§ **Given request**
Turn the lines of each row into a numbered list, leaving out any blank lines.

# START OF Provided material

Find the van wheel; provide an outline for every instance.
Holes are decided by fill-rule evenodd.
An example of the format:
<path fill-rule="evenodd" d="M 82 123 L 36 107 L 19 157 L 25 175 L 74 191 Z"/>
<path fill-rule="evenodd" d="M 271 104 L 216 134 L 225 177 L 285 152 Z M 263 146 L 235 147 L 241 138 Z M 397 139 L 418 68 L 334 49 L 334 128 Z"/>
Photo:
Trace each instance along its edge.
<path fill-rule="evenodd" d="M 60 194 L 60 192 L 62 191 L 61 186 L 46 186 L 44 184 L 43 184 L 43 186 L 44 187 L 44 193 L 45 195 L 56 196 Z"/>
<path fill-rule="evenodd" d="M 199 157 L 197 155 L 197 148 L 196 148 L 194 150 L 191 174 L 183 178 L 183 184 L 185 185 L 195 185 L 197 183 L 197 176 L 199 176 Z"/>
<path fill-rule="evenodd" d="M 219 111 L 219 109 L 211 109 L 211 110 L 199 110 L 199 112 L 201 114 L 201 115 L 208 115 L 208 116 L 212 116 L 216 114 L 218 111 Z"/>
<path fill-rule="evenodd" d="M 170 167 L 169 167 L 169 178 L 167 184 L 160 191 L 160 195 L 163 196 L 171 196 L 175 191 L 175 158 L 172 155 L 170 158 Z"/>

# END OF Provided material

§ **Answer to the exercise**
1. Find the van wheel; provide an outline for every instance.
2. Holes are decided by fill-rule evenodd.
3. An example of the format:
4. <path fill-rule="evenodd" d="M 82 123 L 36 107 L 19 157 L 25 175 L 74 191 Z"/>
5. <path fill-rule="evenodd" d="M 271 104 L 216 134 L 225 177 L 285 152 Z M 263 146 L 235 147 L 241 138 Z M 397 139 L 418 68 L 334 49 L 334 128 Z"/>
6. Photo:
7. Trace each instance along its edge.
8. <path fill-rule="evenodd" d="M 60 194 L 60 192 L 62 191 L 61 186 L 46 186 L 44 184 L 43 184 L 43 186 L 44 187 L 44 193 L 45 195 L 56 196 Z"/>
9. <path fill-rule="evenodd" d="M 199 157 L 197 155 L 197 148 L 196 148 L 194 150 L 191 174 L 183 178 L 183 184 L 185 185 L 195 185 L 197 183 L 197 176 L 199 176 Z"/>
10. <path fill-rule="evenodd" d="M 219 111 L 219 109 L 211 109 L 211 110 L 199 110 L 199 112 L 201 114 L 201 115 L 208 115 L 208 116 L 212 116 L 216 114 L 218 111 Z"/>
11. <path fill-rule="evenodd" d="M 170 167 L 169 167 L 169 178 L 167 184 L 160 191 L 160 195 L 163 196 L 171 196 L 175 191 L 175 158 L 172 155 L 170 158 Z"/>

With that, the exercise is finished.